Pointing dataset excerpts:
+ + + + +
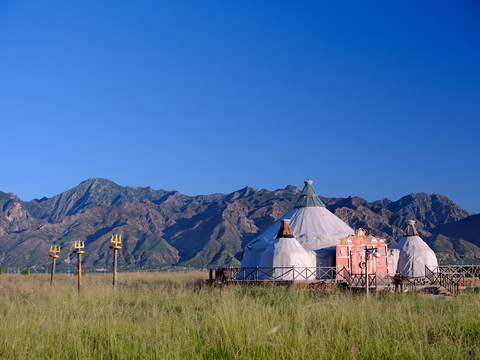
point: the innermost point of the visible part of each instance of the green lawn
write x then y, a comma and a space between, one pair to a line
176, 316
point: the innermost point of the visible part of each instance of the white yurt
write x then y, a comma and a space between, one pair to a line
314, 226
414, 254
284, 253
392, 261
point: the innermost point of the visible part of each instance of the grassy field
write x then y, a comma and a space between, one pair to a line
176, 316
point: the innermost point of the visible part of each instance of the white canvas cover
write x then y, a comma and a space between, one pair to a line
314, 228
414, 255
392, 260
285, 253
313, 225
253, 252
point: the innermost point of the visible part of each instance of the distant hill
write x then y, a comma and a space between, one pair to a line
458, 241
166, 228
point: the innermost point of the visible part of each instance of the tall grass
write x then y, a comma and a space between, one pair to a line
176, 316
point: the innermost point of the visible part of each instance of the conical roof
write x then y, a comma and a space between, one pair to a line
308, 197
414, 254
312, 224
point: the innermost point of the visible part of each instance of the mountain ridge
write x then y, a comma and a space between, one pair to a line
164, 228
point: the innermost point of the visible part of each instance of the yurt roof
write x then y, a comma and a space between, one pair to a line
308, 197
312, 224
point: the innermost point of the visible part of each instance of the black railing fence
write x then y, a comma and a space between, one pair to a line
451, 277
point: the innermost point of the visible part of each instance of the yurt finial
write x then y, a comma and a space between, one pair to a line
410, 229
285, 231
308, 196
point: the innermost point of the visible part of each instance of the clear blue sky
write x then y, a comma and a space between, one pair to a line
375, 99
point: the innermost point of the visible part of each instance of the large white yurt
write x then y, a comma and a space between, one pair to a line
414, 253
314, 227
286, 252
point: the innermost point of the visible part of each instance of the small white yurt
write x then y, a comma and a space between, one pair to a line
284, 253
314, 226
414, 254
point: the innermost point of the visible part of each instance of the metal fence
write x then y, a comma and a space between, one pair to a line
451, 277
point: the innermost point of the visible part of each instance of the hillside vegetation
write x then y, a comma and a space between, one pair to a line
165, 228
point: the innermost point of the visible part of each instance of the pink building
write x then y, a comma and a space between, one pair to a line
351, 254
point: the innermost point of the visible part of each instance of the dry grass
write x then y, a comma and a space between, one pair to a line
176, 316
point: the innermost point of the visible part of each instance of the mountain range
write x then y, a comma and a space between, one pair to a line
161, 229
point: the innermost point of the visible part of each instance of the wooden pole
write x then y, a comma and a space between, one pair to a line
79, 272
53, 271
114, 269
366, 270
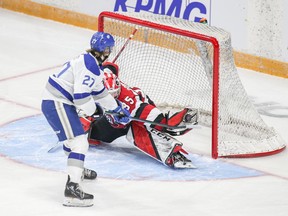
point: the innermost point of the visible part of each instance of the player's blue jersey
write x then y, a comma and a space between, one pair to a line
79, 83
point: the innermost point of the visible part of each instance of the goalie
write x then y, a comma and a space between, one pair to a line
156, 141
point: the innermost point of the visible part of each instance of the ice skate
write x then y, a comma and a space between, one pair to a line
178, 160
75, 197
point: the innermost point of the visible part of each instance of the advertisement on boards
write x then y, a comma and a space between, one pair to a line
192, 10
185, 9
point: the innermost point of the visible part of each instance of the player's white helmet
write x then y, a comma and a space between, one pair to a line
112, 83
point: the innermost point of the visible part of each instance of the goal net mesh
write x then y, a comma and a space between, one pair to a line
178, 70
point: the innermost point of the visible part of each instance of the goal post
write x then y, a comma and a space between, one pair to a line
179, 63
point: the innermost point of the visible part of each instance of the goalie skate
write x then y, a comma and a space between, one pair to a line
75, 197
179, 161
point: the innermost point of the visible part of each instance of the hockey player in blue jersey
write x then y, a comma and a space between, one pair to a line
77, 87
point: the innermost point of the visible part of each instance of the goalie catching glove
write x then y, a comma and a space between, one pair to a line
119, 117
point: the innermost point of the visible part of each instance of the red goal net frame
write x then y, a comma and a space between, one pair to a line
215, 66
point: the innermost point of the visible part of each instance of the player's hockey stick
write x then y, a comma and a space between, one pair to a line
125, 44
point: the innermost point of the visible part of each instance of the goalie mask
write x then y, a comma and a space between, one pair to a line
112, 83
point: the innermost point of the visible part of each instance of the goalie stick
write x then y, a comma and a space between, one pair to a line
157, 123
125, 44
165, 125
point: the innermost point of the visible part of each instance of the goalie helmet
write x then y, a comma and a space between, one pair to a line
112, 83
102, 43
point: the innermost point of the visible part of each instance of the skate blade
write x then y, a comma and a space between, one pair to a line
181, 165
74, 202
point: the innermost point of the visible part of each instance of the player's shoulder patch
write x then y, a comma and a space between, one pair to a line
91, 64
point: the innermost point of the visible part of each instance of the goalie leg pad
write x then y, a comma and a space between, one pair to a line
159, 145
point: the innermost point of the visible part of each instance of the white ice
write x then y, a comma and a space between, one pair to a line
30, 48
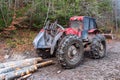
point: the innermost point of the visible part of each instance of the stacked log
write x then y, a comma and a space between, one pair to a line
16, 69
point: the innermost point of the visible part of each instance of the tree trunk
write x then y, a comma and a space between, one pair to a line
20, 63
23, 71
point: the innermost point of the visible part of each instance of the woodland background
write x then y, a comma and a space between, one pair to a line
21, 20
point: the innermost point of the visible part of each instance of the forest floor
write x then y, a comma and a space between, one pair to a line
107, 68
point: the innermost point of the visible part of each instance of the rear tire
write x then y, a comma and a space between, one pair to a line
98, 47
70, 51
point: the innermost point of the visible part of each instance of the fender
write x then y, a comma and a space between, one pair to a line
55, 42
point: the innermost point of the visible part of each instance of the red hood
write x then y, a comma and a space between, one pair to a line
72, 31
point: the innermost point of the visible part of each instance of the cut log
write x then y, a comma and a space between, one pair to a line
23, 71
20, 63
24, 77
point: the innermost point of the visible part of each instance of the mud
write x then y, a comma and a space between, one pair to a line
107, 68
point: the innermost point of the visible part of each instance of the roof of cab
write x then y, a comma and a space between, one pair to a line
80, 18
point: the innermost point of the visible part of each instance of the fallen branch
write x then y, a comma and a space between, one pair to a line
23, 71
20, 63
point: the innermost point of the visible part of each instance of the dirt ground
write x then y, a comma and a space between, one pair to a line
107, 68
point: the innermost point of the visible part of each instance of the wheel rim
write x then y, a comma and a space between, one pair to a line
73, 54
101, 49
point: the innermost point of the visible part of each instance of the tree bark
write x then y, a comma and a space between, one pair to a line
20, 63
23, 71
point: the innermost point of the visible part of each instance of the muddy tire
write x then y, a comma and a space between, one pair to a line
98, 47
70, 51
43, 53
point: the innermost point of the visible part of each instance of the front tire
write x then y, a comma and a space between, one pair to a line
70, 51
98, 47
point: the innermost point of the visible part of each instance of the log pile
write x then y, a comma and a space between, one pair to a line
21, 69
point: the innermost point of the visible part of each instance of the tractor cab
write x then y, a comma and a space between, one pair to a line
83, 24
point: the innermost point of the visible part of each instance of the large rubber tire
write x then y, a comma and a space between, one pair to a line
70, 51
43, 53
98, 47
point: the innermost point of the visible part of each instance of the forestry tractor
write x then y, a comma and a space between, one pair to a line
69, 44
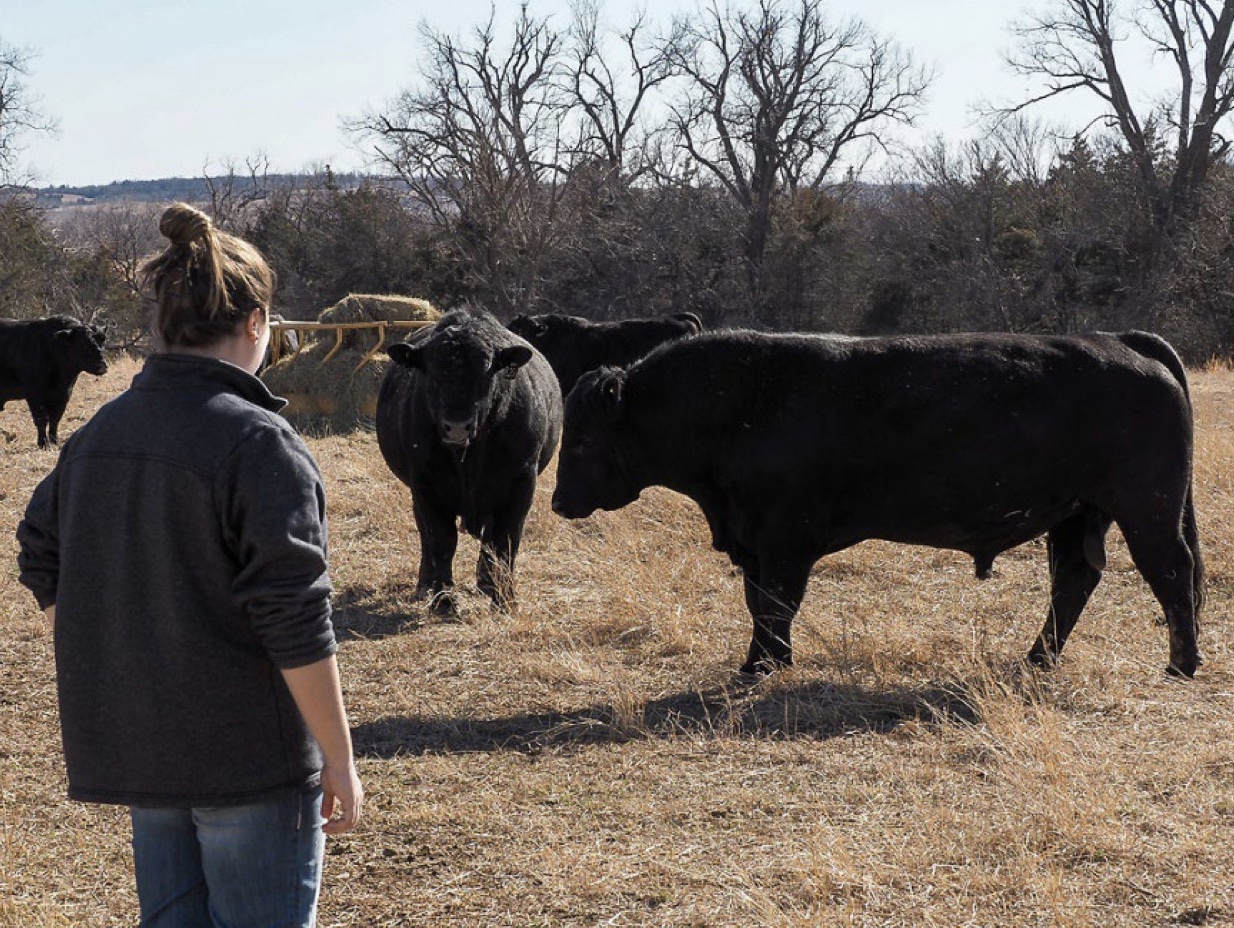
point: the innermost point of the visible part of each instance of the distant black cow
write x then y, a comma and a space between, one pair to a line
468, 416
800, 446
40, 363
575, 346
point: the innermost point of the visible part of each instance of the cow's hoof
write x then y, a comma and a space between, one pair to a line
1185, 669
444, 605
1043, 659
763, 667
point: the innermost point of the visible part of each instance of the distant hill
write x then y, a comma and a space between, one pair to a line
167, 189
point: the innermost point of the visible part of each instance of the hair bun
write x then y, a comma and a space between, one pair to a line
184, 223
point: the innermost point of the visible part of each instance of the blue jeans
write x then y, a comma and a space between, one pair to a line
231, 866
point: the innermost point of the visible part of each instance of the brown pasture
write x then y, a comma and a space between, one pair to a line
592, 759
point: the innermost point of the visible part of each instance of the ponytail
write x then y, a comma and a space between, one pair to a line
206, 281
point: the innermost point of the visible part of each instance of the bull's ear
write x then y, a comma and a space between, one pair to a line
691, 320
611, 388
522, 322
511, 358
405, 354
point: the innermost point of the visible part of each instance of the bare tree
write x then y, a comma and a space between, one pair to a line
19, 110
479, 143
613, 99
1075, 46
232, 194
778, 98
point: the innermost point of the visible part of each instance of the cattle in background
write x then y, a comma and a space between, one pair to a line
468, 416
40, 363
800, 446
575, 346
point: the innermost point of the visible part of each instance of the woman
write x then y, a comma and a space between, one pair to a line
179, 552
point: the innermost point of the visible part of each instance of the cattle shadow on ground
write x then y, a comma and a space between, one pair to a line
813, 711
357, 623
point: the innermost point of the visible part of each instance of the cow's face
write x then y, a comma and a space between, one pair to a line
594, 469
463, 374
80, 347
543, 331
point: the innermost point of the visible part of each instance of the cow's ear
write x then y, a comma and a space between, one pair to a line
511, 358
405, 354
612, 391
530, 323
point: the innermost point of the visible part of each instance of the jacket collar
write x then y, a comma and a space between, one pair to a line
177, 372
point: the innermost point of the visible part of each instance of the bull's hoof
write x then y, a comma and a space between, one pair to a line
764, 667
1043, 659
444, 604
1185, 669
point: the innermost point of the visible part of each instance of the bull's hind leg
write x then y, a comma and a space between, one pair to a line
1164, 558
499, 546
1077, 555
438, 541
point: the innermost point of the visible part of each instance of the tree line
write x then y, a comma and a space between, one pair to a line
715, 164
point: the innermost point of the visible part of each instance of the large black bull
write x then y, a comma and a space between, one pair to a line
40, 363
468, 416
575, 346
800, 446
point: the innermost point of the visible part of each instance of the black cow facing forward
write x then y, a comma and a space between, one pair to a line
40, 363
468, 417
575, 346
800, 446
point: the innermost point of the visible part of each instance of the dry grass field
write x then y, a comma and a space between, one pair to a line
594, 759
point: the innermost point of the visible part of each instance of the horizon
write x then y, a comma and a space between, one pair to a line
138, 98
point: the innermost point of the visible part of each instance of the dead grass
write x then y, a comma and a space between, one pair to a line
592, 760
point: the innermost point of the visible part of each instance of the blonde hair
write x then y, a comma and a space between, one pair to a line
206, 281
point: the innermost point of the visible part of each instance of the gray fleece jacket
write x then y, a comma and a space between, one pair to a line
182, 538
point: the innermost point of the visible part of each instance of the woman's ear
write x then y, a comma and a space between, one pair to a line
253, 323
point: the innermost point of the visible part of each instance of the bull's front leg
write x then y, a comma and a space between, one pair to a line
773, 594
438, 541
499, 544
41, 415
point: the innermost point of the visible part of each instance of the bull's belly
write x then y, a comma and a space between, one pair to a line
981, 532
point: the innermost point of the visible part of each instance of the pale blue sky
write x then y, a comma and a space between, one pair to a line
147, 89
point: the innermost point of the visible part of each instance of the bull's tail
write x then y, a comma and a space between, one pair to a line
1156, 348
1151, 346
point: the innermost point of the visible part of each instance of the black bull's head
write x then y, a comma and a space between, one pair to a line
594, 468
80, 346
463, 374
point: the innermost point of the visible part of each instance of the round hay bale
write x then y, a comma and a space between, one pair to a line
375, 307
339, 393
332, 385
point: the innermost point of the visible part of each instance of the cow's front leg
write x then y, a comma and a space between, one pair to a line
773, 595
499, 544
40, 414
438, 539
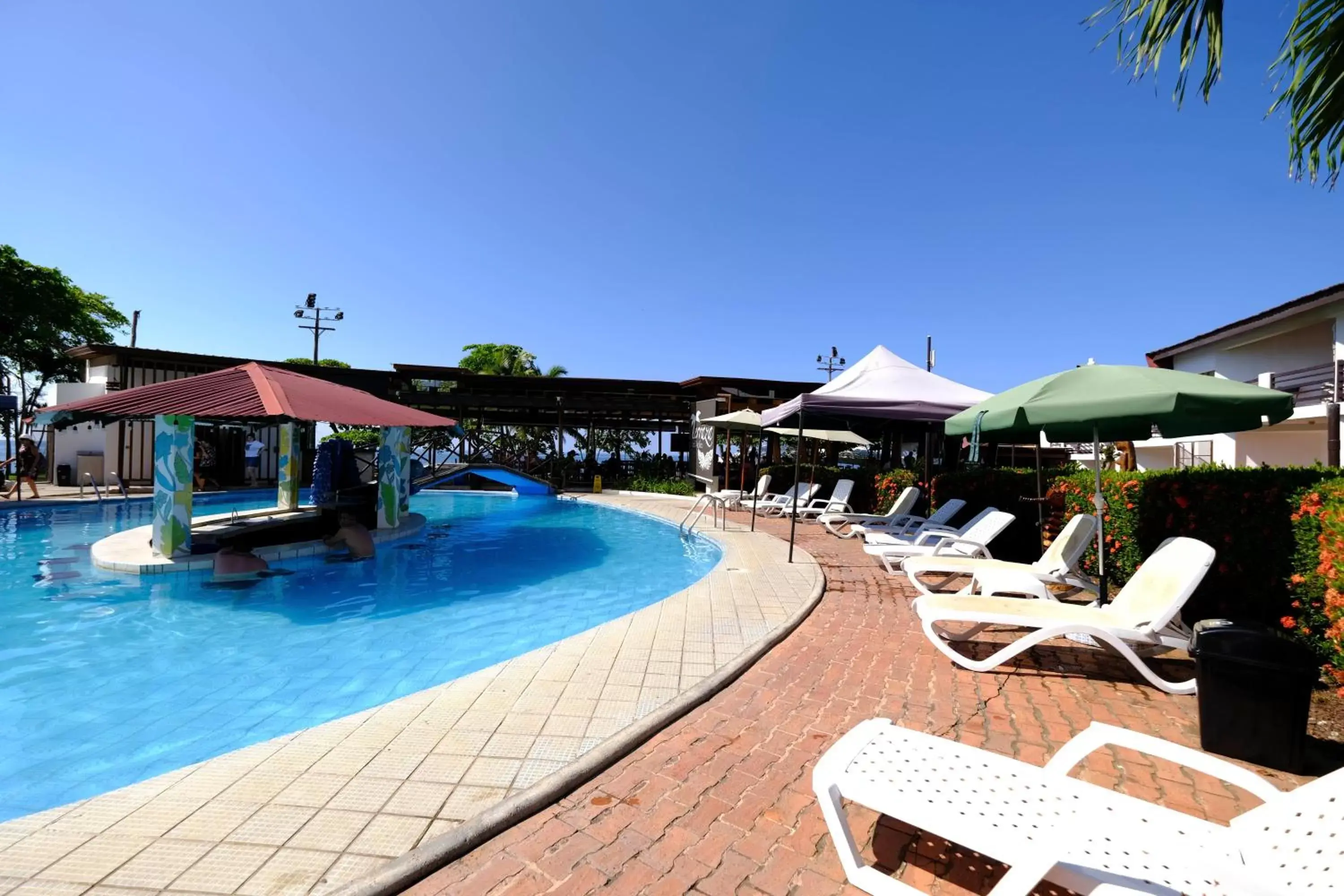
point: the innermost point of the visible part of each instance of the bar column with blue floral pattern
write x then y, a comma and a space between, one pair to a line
175, 445
393, 461
287, 468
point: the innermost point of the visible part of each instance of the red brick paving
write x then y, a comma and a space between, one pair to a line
721, 802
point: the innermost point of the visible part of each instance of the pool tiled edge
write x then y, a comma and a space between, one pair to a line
318, 809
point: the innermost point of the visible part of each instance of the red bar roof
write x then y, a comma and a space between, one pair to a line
245, 393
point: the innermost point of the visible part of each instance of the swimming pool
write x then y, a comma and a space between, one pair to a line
109, 679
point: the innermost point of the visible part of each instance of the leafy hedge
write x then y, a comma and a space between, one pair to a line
361, 437
1244, 513
887, 487
1316, 612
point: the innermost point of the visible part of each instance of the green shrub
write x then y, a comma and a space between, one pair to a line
1244, 513
1316, 612
361, 437
659, 485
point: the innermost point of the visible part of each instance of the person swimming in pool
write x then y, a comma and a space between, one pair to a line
354, 536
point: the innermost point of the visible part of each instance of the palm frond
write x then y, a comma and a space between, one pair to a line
1311, 84
1143, 30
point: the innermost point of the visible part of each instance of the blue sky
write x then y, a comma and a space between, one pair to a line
655, 189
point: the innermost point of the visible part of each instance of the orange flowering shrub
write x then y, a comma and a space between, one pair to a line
1245, 513
887, 487
1319, 574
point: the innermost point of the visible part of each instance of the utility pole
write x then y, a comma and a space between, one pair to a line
831, 363
316, 326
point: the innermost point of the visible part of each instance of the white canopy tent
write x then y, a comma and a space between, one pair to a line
886, 386
882, 386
+ + + + +
• [DIRECTIONS FOR THIS TASK]: Reproduce nothing but the lines from the line containing "the blue sky" to the last line of the data, each exactly as written.

• [RESULT]:
point: the innermost point of the visible part of each instance of the blue sky
write x then y, a comma and a space between, one pair to a line
655, 189
point: the innermost point of the visible part of each instance of the orange flowering shrub
write x then y, a comma and a space between, one pair to a line
1245, 513
887, 487
1319, 574
point: the innermost point of the visible part of each instance of the utility pole
write x then y, a comma and a space between, one pair to a line
831, 363
316, 326
point: the innermost point of the visible part of each instance of the white canopy tent
write x then y, a comma and a space between, one pair to a line
886, 386
882, 386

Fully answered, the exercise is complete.